§ **Task requirements**
Retype exactly the lines that run from the line with "Shot-chart prep: mark the sunset" to the final line of the entries, keeping both ends and nothing else.

§ **Point annotations for photos**
◇ ◇ ◇

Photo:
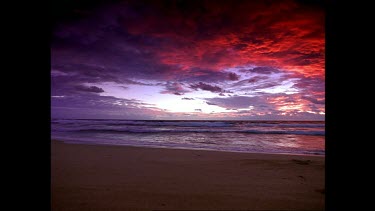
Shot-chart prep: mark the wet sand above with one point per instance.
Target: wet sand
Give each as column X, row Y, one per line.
column 98, row 177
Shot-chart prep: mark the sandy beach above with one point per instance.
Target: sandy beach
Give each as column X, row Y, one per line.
column 98, row 177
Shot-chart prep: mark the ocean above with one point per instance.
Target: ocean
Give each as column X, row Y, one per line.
column 284, row 137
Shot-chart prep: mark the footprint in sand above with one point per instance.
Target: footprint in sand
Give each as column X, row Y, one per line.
column 302, row 162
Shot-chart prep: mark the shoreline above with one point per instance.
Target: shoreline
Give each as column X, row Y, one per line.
column 102, row 177
column 183, row 148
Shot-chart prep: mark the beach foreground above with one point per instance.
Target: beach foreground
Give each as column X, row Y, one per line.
column 98, row 177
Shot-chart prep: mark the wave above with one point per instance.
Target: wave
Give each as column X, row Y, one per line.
column 223, row 124
column 127, row 130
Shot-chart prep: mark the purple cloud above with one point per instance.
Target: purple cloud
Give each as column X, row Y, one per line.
column 206, row 87
column 93, row 89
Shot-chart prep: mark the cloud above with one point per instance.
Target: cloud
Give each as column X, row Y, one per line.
column 93, row 89
column 237, row 102
column 206, row 87
column 252, row 48
column 263, row 70
column 174, row 88
column 233, row 76
column 313, row 100
column 257, row 79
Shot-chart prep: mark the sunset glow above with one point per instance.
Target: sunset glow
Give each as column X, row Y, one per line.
column 190, row 60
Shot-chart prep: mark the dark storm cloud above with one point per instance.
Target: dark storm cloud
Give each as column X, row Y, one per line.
column 257, row 79
column 313, row 100
column 185, row 44
column 238, row 102
column 206, row 87
column 263, row 70
column 94, row 89
column 174, row 88
column 233, row 77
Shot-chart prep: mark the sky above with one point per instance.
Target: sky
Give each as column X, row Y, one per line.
column 189, row 60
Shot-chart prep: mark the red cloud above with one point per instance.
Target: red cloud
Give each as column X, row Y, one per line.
column 220, row 34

◇ ◇ ◇

§ **Reply**
Shot-chart prep: mark the sunset glow above with one point per instance.
Target: sunset glow
Give each as column X, row Y, one per line.
column 190, row 60
Shot-chart prep: mark the dark storm cloud above with one point per instance.
Target: dark storm cloud
Give each as column X, row Y, one per line.
column 257, row 79
column 313, row 100
column 185, row 44
column 238, row 102
column 206, row 87
column 263, row 70
column 94, row 89
column 174, row 88
column 233, row 77
Shot-chart prep: mark the sky above with one point per instance.
Target: sky
Give each as column X, row Y, one per line.
column 189, row 60
Shot-chart prep: mark the red cloud above with one point per instance.
Target: red cloud
Give each as column X, row Y, one per line.
column 220, row 34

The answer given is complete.